Source extract
# What have you done to your car today...?



## avit88 (Mar 19, 2012)

Hey thought I would start this thread as I know they can be a good read once established and I know a few other forums with one :thumb:

So i'll get the ball rolling...!

Washed, the mrs corsa and decontaminated with iron-x and tardis ready for a full correction next week.

I stink now! 

:detailer: :lol:


----------



## Yowfailed (Mar 14, 2012)

Bugger all  It's far too hot out there. I could do a fry up on the bonnet at the moment. Talk about frustration :wall:


----------



## uruk hai (Apr 5, 2009)

Gave mine a good wash first thing this morning and I might go and treat all the trim........................














Or I might listen to the cricket while chilling out !


----------



## mlgt (Apr 11, 2008)

Car parked in sun perfect to debadge. Everything simply pealed off. Used some Menzerna to buff off


----------



## J1ODY A (Nov 28, 2008)

drove it... my black car is not being cleaned today!!!!


----------



## LittleMissTracy (May 17, 2012)

Well, I was awoken at 6.30 this morning by BF snoring which is a bit unusual so took advantage of this. 
I washed around door, boot and bonnet edges using 2 bucket method, washed alloys same way before using alloy cleaner. Soaked Albartho, washed 2 bucket method with new water hosing as I went along. Dried off with demon shine. Cleaned windows inside and out before sun got on him (no streaks, yay). Cleaned all interior, then did all the leather. Returned to wheels and sealed them and black gelled the tyres. Will do the black rubber bits tonight when cool. 
Left windows covered with towels to keep sun off the leather and open a little.
Having a brew while watching Monico GP qualifying. Perfect timing.


----------



## Ninja59 (Feb 17, 2009)

polished bonnet and zymol volvo x2 the rest will do for tomorrows meet :lol:


----------



## bigmc (Mar 22, 2010)

Dataset rows

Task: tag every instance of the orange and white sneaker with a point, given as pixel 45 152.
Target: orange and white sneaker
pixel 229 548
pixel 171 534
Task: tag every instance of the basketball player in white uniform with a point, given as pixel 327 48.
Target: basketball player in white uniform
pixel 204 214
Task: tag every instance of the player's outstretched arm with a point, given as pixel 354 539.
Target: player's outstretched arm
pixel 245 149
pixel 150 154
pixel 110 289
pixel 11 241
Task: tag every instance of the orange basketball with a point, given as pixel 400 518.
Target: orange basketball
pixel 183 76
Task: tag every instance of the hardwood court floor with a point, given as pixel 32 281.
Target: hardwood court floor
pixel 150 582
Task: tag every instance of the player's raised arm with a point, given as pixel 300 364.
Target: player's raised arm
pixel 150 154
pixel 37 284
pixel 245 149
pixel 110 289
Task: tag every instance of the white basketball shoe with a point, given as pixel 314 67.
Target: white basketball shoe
--
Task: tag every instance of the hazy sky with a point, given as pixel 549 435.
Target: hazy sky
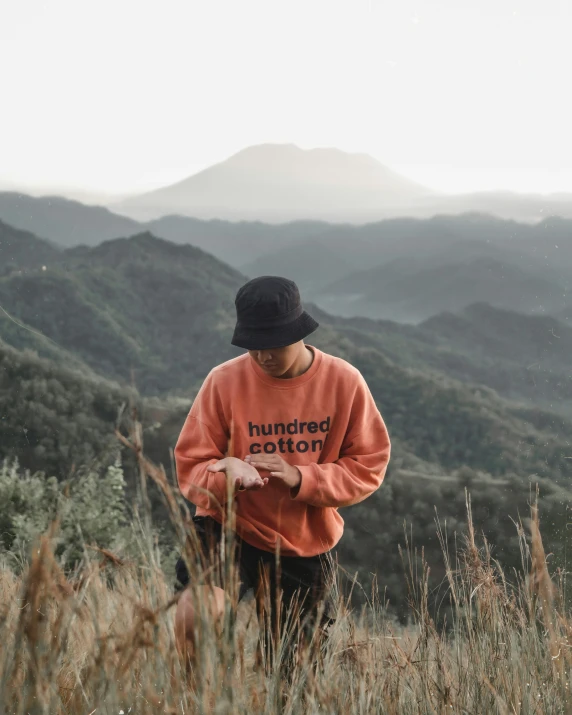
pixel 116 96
* * *
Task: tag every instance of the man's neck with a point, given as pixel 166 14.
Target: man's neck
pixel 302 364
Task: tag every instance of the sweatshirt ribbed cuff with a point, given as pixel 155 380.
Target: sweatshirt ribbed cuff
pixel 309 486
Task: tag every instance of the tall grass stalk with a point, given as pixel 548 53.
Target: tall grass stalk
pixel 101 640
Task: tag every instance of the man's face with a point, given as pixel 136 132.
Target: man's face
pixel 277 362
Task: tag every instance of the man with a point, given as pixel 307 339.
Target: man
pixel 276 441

Short problem
Pick up the car-cleaning forum thread where it ends, writing the post under bigmc's header.

Response below
Drove it, looked at the dirt and parked it in the drive, I'm doing sweet FA in this weather.


----------



## DMH-01 (Mar 29, 2011)

Gave my new Kranzle a test and gave the car a quick wash for tonights meet.


----------



## SteveyG (Apr 1, 2007)

Had a look at it after giving it a clean late last night.


----------



## slineclean (Dec 23, 2011)

My GF and daughter are going to west life in Manchester , so gave the car a quick wash lastnight ( very dusty )drove up the m6 and popped in Autobrite hq for a litre bottle of bubblegum trim / tyre ( while passing ) guys were there working hard on the training day. Just got to Manchester and looking forward to a pint and drinks later in the hotel bar :thumb:


----------



## Paddy_R (Jan 10, 2007)

I rode past it at 6am on my motorbike as I headed into work. But given that is now 26 degrees here I doubt I'd be doing anything anyway.


----------



## The Cueball (Feb 8, 2007)

moved them out the way to get the motorbike out...


----------



## PugIain (Jun 28, 2006)

well ive just woke up,so nothing.
ill drive it later.


----------



## herbiedacious (Sep 27, 2010)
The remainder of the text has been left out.